### EXCERPTED DATA

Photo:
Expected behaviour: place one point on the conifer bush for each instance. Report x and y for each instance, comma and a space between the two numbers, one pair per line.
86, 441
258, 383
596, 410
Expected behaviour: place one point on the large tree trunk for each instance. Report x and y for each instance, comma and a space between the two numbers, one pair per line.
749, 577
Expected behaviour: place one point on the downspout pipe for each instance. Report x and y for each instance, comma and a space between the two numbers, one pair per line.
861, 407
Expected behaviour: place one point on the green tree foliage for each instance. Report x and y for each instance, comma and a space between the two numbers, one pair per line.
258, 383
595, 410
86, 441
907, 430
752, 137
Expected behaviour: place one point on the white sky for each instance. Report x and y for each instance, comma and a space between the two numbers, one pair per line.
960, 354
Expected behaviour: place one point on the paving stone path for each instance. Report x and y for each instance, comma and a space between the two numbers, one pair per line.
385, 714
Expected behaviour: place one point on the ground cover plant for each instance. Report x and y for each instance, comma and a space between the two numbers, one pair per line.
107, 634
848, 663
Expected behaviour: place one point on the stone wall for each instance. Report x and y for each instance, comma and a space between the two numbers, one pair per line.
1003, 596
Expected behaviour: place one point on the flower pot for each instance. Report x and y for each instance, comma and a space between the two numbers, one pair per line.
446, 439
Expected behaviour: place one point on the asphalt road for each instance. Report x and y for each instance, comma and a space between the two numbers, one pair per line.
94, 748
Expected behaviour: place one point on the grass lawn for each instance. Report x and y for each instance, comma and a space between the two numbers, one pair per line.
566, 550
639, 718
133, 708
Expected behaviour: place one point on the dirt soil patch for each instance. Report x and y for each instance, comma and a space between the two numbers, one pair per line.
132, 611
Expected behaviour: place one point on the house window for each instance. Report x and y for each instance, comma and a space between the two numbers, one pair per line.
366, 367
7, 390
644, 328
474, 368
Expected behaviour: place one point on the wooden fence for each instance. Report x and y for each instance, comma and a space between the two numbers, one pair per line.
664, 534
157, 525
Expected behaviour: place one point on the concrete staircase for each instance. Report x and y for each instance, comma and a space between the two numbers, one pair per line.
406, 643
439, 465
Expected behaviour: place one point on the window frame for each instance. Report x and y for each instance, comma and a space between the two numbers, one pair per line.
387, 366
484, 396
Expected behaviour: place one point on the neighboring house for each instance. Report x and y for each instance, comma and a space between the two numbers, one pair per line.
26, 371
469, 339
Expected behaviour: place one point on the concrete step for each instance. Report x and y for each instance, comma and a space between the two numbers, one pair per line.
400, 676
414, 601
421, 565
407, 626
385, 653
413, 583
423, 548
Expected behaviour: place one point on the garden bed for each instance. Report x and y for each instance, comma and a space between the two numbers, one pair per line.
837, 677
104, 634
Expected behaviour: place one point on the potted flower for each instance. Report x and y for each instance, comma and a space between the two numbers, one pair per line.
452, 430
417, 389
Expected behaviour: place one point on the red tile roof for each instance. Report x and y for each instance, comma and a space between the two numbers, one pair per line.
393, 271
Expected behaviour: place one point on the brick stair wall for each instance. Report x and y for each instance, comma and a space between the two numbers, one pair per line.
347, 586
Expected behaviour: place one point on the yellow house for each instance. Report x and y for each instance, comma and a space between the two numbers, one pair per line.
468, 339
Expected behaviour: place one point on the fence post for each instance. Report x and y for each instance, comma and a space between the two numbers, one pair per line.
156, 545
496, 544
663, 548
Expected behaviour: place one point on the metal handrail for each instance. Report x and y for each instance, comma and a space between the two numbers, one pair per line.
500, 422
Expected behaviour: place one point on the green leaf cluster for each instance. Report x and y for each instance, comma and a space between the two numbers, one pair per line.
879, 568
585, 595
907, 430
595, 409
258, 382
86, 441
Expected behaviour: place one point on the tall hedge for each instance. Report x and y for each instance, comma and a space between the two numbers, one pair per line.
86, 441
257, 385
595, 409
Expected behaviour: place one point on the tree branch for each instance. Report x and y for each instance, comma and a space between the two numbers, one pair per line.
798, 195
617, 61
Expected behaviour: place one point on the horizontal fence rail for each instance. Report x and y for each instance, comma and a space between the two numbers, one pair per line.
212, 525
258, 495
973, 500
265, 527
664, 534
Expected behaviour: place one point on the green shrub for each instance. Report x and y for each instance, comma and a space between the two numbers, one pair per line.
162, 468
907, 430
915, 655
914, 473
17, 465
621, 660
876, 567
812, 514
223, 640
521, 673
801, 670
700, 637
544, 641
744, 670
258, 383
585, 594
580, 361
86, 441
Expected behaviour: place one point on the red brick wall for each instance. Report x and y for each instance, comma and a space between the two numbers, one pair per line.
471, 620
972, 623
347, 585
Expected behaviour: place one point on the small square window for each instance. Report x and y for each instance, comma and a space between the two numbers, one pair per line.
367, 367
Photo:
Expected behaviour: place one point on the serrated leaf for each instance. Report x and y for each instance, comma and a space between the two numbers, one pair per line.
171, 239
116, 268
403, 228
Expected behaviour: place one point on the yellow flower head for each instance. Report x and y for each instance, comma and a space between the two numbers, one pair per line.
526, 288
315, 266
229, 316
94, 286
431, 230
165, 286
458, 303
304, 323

######

TASK TO CARRY OUT: I'd like every record written out exactly as given.

EXERCISE ANSWER:
Photo:
Expected behaviour: place one point on the conifer bush for each instance. Report x and y for each instance, comma and a space between the two numbers, one pair per line.
86, 441
258, 383
596, 410
Expected behaviour: place one point on the large tree trunk for each instance. Report x and y for each instance, comma and a space between the two numbers, one pair per line.
749, 577
Expected behaviour: place one point on the downspout pipe for each instance. Report x and y for each instance, comma and a space between the two numbers, one pair per line.
861, 407
Expected behaviour: place one point on the green tree foliage for each instance. Report x and y for each instance, comma and a space between the two numbers, one pair per line.
258, 383
595, 410
86, 441
907, 430
752, 137
Expected behaviour: place one point on the white sky for each instance. Report x and y for each instance, comma and a space between the two numbers, one pair per line.
960, 354
Expected behaviour: place one point on the paving stone path for each instance. Report x and y for each instance, comma and a space between the two numbers, one pair per line.
385, 714
Expected behaviour: place one point on the ground cover plant for each instance. Report x and y for each instance, comma and a space between the two numbers, one pair per line.
107, 634
848, 663
Expected behaviour: place one point on the stone wall for each instance. Report x and y for each instance, comma and a space between the two numbers, one pair per line.
1003, 596
Expected behaviour: place one point on the flower pot for each instance. Report x and y for each instance, comma and a space between the two numbers, one pair per line.
446, 439
Expected behaviour: place one point on the asphalt road for each instance. Report x and y for each instance, comma and a space between the two numbers, one pair per line.
94, 748
Expected behaviour: place one point on the grass lawn for each instance. Report x and y for each instance, comma and a space between the two numbers, one pair per line.
566, 550
639, 718
133, 708
Expected behaviour: place one point on the dirt soil patch for each instance. Report x and y for each instance, comma and a space between the two numbers, one pair per line.
132, 611
Expected behaviour: place one point on the house window for each instance. Report x and y for each instance, comma and a space between the two numbers, one pair per line.
366, 367
7, 390
644, 328
474, 368
Expected behaviour: place one point on the wooden fence for each instance. Report x and y for each instance, comma and a space between the two numbers, one pair per line.
664, 534
157, 525
Expected behaviour: place one point on the concrete staircase for each instance. Report x and y for each instance, comma and a space between the two numbers, one pair per line.
406, 643
439, 465
Expected behaviour: place one point on the window frame for each instance. Report x and y for each instance, comma and a space between the two numbers, one pair per line.
387, 366
484, 396
Expected behaviour: place one point on the neighboring house for each instance. Report x and y for each instance, comma and a space between the two numbers, one pair per line.
26, 371
469, 339
Expected behaviour: place one point on the concrete step for each instance. Report x and y for each instance, comma and a space between the two numbers, one pair per line.
400, 676
414, 601
421, 565
407, 626
385, 653
413, 583
423, 548
Expected behaviour: place one point on the garden bed for each instance. Report x and y for each instance, comma and a space between the two numbers, one pair per line.
837, 677
104, 634
Expected behaviour: place one point on the potted flower for each instance. Report x and y for each instance, comma and a space between the two numbers, one pair per line.
452, 430
417, 389
Expected behaviour: place one point on the red tile roof for each instance. Report x and y for each instance, comma and a space between the two numbers, one pair per line.
393, 271
Expected behaviour: place one point on the brick stair wall for each instance. Report x and y for each instance, comma and a space between the two numbers, one pair per line.
347, 586
Expected behaviour: place one point on the yellow house for each instance. Report x and y for each instance, comma and a space between the two numbers, one pair per line.
468, 339
Expected behaviour: place one point on the fence post for each instance. Report x and y for each instance, comma and a space between the two numbers, one pair per line.
156, 545
496, 544
663, 548
Expected behaviour: place one point on the metal handrail for each instance. Report x and y for each instance, comma and a space between the two numbers, one pair per line.
500, 422
Expected behaviour: place one point on the green leaf cluster for each instance. Report x and y for each instance, comma and a space between the two numbers, one pair per line.
879, 568
585, 595
907, 430
595, 409
258, 382
86, 441
Expected behaviour: place one point on the tall hedge for each instance. Report x and y for each instance, comma and a space between the two numbers, one pair per line.
86, 441
257, 385
595, 409
Expected behaviour: place one point on the tree branch for each instance. Report x and y for each instance, comma and a space between the two numbers, one pair per line.
798, 195
617, 61
Expected behaviour: place one point on the horizontal fence rail for each instance. Report x and y for each instance, comma and a space between the two numbers, one pair per line.
212, 525
258, 495
973, 500
265, 527
664, 534
Expected behaviour: place one point on the green shrub for each instance. Report x and y for each instance, comma and a space between the two numbers, one pair per line.
162, 468
907, 430
915, 655
914, 473
17, 465
621, 660
876, 567
812, 514
223, 640
521, 673
801, 670
700, 637
544, 641
744, 670
258, 383
585, 594
580, 361
86, 441
Expected behaviour: place one point on the red brick wall for each instance. Report x and y for each instance, comma and a space between the two numbers, one pair per line.
471, 620
972, 623
347, 585
Expected behaviour: place one point on the small square window for each instance. Report x and y for each instance, comma and a space between the two numbers, one pair per line.
367, 367
Photo:
Expected behaviour: place one point on the serrated leaf for each instance. Report x and y for each instance, comma and a space between the two numbers, one pair per line.
171, 239
116, 268
403, 228
Expected behaviour: place one point on the yellow flower head for each instance. Report x and y for each instance, comma and a space between the two numbers, one pair per line.
526, 288
315, 266
229, 316
94, 286
431, 230
165, 286
458, 303
304, 323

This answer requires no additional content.